======== Exercise material

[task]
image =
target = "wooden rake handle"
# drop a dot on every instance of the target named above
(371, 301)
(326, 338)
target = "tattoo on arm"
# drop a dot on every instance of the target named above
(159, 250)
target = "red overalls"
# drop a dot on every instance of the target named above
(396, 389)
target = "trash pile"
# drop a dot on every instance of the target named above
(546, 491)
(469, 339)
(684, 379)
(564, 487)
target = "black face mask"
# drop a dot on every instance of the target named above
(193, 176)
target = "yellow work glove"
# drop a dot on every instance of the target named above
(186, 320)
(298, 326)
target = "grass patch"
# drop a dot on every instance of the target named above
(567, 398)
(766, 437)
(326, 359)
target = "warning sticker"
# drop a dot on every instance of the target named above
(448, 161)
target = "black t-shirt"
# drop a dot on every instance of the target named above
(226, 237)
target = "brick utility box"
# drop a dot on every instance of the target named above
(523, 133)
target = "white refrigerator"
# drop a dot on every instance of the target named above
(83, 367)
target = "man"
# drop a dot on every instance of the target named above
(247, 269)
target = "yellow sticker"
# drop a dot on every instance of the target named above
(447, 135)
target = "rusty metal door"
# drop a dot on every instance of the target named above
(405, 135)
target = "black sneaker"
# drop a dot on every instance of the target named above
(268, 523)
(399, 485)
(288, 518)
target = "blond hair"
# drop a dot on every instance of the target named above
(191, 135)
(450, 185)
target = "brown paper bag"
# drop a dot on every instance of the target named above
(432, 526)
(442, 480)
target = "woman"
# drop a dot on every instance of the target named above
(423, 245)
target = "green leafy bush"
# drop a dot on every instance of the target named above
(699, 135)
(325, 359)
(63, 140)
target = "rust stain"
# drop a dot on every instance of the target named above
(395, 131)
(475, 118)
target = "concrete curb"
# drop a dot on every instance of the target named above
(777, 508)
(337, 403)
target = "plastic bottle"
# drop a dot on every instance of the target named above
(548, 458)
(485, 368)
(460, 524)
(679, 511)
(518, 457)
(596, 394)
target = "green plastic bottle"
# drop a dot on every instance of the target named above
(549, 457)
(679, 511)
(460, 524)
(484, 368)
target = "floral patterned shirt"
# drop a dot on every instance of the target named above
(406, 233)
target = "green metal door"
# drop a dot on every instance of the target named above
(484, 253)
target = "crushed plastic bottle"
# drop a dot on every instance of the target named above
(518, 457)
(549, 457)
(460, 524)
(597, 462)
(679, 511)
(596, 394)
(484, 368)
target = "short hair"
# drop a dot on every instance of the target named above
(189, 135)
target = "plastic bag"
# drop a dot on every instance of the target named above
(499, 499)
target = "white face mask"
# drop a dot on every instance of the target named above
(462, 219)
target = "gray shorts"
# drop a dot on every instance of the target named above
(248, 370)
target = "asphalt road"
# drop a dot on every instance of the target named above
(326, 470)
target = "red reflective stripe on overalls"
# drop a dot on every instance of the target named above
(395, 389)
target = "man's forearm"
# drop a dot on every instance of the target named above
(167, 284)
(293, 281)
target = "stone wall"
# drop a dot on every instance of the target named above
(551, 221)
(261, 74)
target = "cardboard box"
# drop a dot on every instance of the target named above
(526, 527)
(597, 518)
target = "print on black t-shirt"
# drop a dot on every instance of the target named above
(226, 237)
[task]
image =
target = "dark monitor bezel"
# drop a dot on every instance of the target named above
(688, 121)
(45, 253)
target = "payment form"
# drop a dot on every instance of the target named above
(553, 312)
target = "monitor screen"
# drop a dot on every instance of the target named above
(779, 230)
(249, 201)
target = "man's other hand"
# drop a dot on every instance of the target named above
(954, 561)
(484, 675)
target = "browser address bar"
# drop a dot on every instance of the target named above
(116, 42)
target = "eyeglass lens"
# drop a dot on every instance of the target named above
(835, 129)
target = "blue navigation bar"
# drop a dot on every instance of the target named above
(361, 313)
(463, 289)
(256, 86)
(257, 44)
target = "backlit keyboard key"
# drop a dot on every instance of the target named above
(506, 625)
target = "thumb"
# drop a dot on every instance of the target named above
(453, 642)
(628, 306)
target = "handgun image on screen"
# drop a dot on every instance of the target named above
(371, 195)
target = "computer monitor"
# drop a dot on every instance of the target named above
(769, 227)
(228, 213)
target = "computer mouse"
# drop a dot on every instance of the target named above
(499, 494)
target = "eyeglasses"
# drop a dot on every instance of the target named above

================

Written task — Duplicate the stretch of the dataset rows from the line containing "reflective stripe on" through the end of the rows, keeping every line unchanged.

Exercise output —
target = "red reflective stripe on overalls"
# drop a dot on every instance of the target named above
(395, 389)
target = "man's forearm"
# drop a dot on every instance of the target named above
(167, 284)
(293, 281)
target = "stone wall"
# drop a dot on every instance of the target named above
(551, 221)
(261, 74)
target = "cardboard box"
# drop a dot on every instance of the target named above
(526, 527)
(597, 518)
target = "print on black t-shirt"
# drop a dot on every instance of the target named above
(226, 237)
[task]
image =
target = "dark monitor bezel"
# drop a dot on every instance of the target named above
(688, 121)
(45, 253)
target = "payment form"
# drop a dot on every instance of the target named above
(553, 312)
target = "monitor screen"
# drop a dot on every instance of the target named above
(779, 230)
(249, 201)
target = "man's other hand"
# drop a dot on every instance of the target named above
(954, 561)
(484, 675)
target = "browser address bar"
# drop a dot on every instance of the target named above
(116, 42)
target = "eyeglass lens"
# drop a dot on every instance of the target named above
(835, 129)
target = "blue navigation bar"
# drop a dot on every instance of the target named above
(361, 313)
(463, 289)
(256, 86)
(257, 44)
target = "backlit keyboard key"
# drop a dot on every instance of the target named above
(506, 625)
target = "thumb"
# drop a dot on every instance of the target named above
(453, 642)
(628, 306)
target = "handgun image on screen"
# drop a dot on every instance of the target named above
(371, 195)
target = "computer monitor"
# drop a dot on every instance of the target named above
(769, 227)
(228, 213)
target = "computer mouse"
# drop a dot on every instance of the target named above
(499, 494)
target = "eyeglasses"
# drop a dot on every instance of the target named above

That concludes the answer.